> _GOAL_: Convert the whole listing below into a numbered list with one entry per line, omitting blank lines. Leave the pictures out.

> _MATERIAL FOR THIS TASK_:
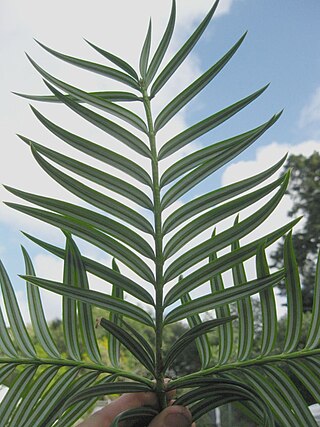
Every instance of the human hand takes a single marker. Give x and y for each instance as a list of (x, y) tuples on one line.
[(172, 416)]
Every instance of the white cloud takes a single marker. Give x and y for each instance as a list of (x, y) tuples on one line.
[(310, 114)]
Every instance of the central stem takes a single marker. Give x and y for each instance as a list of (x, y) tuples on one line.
[(158, 252)]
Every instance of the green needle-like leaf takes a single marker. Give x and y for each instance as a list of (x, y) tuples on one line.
[(113, 129), (272, 398), (191, 91), (233, 294), (102, 271), (113, 342), (6, 344), (108, 181), (163, 46), (204, 154), (314, 330), (37, 315), (144, 57), (116, 60), (215, 197), (96, 68), (225, 331), (197, 175), (15, 393), (190, 336), (94, 219), (205, 125), (202, 342), (52, 398), (181, 55), (129, 342), (94, 298), (96, 151), (96, 198), (294, 296), (100, 103), (268, 306), (93, 236), (112, 96), (69, 306), (18, 328), (226, 237), (35, 391), (205, 221), (85, 315), (245, 313)]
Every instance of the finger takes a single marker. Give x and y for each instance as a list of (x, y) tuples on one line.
[(173, 416)]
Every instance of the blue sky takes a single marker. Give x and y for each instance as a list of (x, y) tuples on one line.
[(281, 47)]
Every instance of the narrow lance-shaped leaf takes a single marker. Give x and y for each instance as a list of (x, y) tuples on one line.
[(105, 105), (100, 270), (225, 331), (204, 154), (93, 236), (163, 46), (18, 328), (144, 56), (83, 381), (88, 147), (294, 297), (51, 398), (116, 60), (129, 342), (37, 315), (6, 344), (268, 306), (109, 226), (96, 68), (191, 91), (190, 336), (85, 315), (305, 372), (95, 198), (202, 342), (69, 306), (206, 125), (181, 55), (208, 219), (200, 204), (233, 294), (35, 391), (113, 342), (314, 330), (245, 313), (94, 298), (104, 179), (14, 394), (198, 174), (224, 238), (107, 95), (113, 129), (144, 414)]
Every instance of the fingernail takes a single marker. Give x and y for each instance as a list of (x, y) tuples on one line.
[(180, 419)]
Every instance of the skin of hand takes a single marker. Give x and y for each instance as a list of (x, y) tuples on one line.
[(172, 416)]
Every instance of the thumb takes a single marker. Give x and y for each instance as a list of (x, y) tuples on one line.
[(173, 416)]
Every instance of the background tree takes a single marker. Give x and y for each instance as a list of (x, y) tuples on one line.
[(304, 190)]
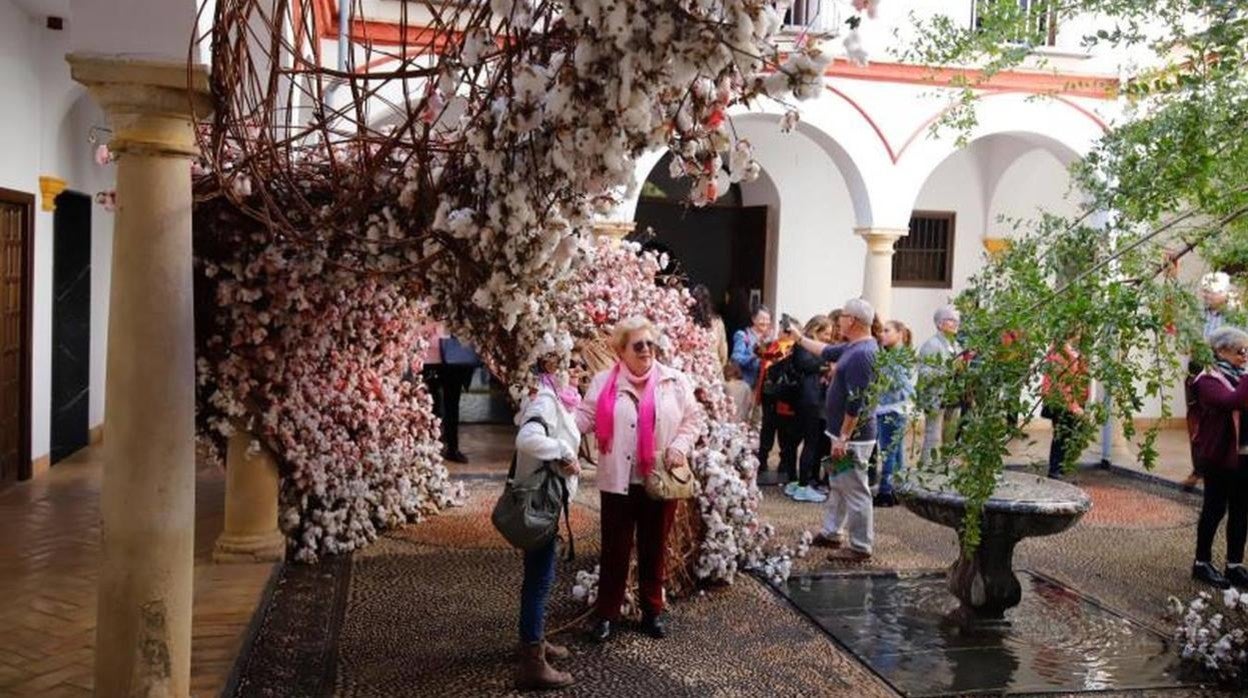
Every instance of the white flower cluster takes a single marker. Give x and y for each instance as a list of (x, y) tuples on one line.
[(542, 157), (585, 588), (1217, 639), (531, 126)]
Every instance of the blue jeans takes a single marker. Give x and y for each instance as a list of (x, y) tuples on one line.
[(538, 580), (891, 430)]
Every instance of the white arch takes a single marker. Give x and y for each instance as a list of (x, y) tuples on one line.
[(828, 121), (1057, 125)]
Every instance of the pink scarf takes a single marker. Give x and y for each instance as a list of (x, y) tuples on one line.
[(568, 395), (645, 417)]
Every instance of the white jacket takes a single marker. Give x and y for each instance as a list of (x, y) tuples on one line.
[(533, 446)]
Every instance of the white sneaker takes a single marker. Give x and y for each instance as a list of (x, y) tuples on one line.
[(809, 495)]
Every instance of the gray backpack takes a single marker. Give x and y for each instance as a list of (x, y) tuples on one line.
[(527, 515)]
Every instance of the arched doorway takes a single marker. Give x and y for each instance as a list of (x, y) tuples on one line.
[(723, 245)]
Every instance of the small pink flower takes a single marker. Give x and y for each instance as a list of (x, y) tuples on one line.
[(870, 6), (107, 199)]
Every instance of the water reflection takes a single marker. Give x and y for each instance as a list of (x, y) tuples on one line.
[(911, 632)]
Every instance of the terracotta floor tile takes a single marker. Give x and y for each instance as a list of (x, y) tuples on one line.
[(49, 573)]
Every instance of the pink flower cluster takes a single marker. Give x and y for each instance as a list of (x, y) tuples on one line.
[(315, 362)]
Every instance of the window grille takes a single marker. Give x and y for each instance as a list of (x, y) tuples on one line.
[(925, 257), (1041, 25)]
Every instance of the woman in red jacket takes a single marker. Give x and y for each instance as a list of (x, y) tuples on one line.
[(1221, 448)]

> _RESPONSE TO THIS TASK_:
1. Every instance of the human hand takes a single marker. Give x and y for each instance as a list of (x, y) tuples on one line.
2. [(172, 416)]
3. Every instance of the white cloud takes a single marker. Give x and y for each instance as a list of (x, y) tuples on one line.
4. [(310, 114)]
5. Every instance of the central stem takes a single marker. Give x and y for each instance as a list of (x, y) tuples on one line.
6. [(158, 252)]
7. Every instance of the green needle-like leaf takes a single marker. Give x and y for each instance as a list of (x, y) tuples on one line.
8. [(113, 129), (272, 398), (191, 91), (233, 294), (102, 271), (113, 342), (6, 344), (108, 181), (163, 46), (204, 154), (314, 330), (37, 315), (144, 57), (116, 60), (215, 197), (96, 68), (225, 331), (197, 175), (15, 393), (190, 336), (94, 219), (205, 125), (202, 342), (52, 398), (181, 55), (129, 342), (94, 298), (96, 151), (96, 198), (294, 296), (100, 103), (268, 306), (93, 236), (112, 96), (69, 306), (18, 328), (226, 237), (35, 391), (205, 221), (85, 315), (245, 313)]
9. Every instance of the finger takes a single marker. Give x and y for each instance as a list of (x, y) tuples on one line.
10. [(173, 416)]
11. Every instance of the blue sky takes a single marker. Give x and y for each instance as a list of (x, y) tuples on one line.
12. [(281, 47)]
13. Every instance of the narrow lance-shaped leaf takes a single marker. Give x and y for each instance as a list of (x, y) tuples on one line.
14. [(105, 105), (100, 270), (225, 331), (204, 154), (93, 236), (163, 46), (18, 328), (144, 56), (83, 381), (88, 147), (294, 297), (51, 398), (116, 60), (129, 342), (37, 315), (6, 344), (268, 306), (109, 226), (96, 68), (191, 91), (190, 336), (85, 315), (305, 372), (95, 198), (202, 342), (69, 306), (206, 125), (181, 55), (208, 219), (200, 204), (233, 294), (35, 391), (113, 342), (314, 330), (245, 313), (94, 298), (104, 179), (14, 394), (198, 174), (224, 238), (107, 95), (113, 129), (144, 414)]
15. Every instance of the fingernail takes a single marker. Give x and y for each instance as a list of (x, y) tuples on one line.
16. [(180, 419)]
17. Every instance of the skin of hand takes a single marker. Give x and y for each instance as a list of (x, y) tuples on one line.
18. [(172, 416)]
19. Every instance of the thumb takes a single marker. Give x and y for each instance as a list of (x, y) tuples on one line.
20. [(173, 416)]
21. Every instance of the background tree takes a single marker. Give x and y for each instance as a list of (x, y) tuples on one line.
22. [(304, 190)]
23. Every instance of the white flower cluster takes a single marker. Give x and y for each instance as a list of (x, y) tuples on one line.
24. [(542, 157), (585, 588), (1217, 639), (531, 126)]
25. Every instance of the blue jeans takes a single marker. Give x and y for each instance as a list of (x, y) tuples on one line.
26. [(538, 580), (891, 430)]
27. Every instance of the white arch takes a single marker. Give x and y for each instance as a list of (x, y) tuples on one line.
28. [(828, 121), (1057, 125)]
29. Every instance of the pink scarf takes a single marker. Give x and y for each instance as a list of (x, y) tuples on one line.
30. [(568, 395), (645, 417)]
31. Every instance of the white jacket takes a single marker. Give x and y for each instance as a list of (x, y) tuples on one line.
32. [(533, 446)]
33. Every instance of the white sneaker takes a single marker. Give x and y for each instance as a list of (x, y) tuples on one line.
34. [(809, 495)]
35. Every instance of the gray backpack takes a single marker. Give x and y for each instance as a list of (x, y) tuples on one line.
36. [(527, 515)]
37. Every instance of the arched doorway takes a single marker. Give x and y for each instance as a list of (x, y) tuples on one line.
38. [(723, 245)]
39. Every instance of the small pink flower takes a single marker. Give x and y for each instance as a list of (x, y) tuples on one line.
40. [(870, 6), (107, 199)]
41. Every instance of the water reflection takes a single marker. Give x and y for each instance as a list of (x, y) tuples on one line.
42. [(911, 632)]
43. Every instance of the terracotta floor tile takes a single marker. Give x and y for each instance as a list of (x, y) tuples on one line.
44. [(49, 573)]
45. Every instance of the pink flower cluster takes a single marker. Give x and y for each instance as a list of (x, y) tuples on one line.
46. [(315, 362)]
47. Every instance of the window grille takes a single marker. Give x and y for each instance as a list of (x, y) tuples on one line.
48. [(925, 257), (1041, 25)]
49. Every instance of the woman in red jacket takes a single marker. Give x and y for each instance as a list of (x, y) tuples on one line.
50. [(1221, 448)]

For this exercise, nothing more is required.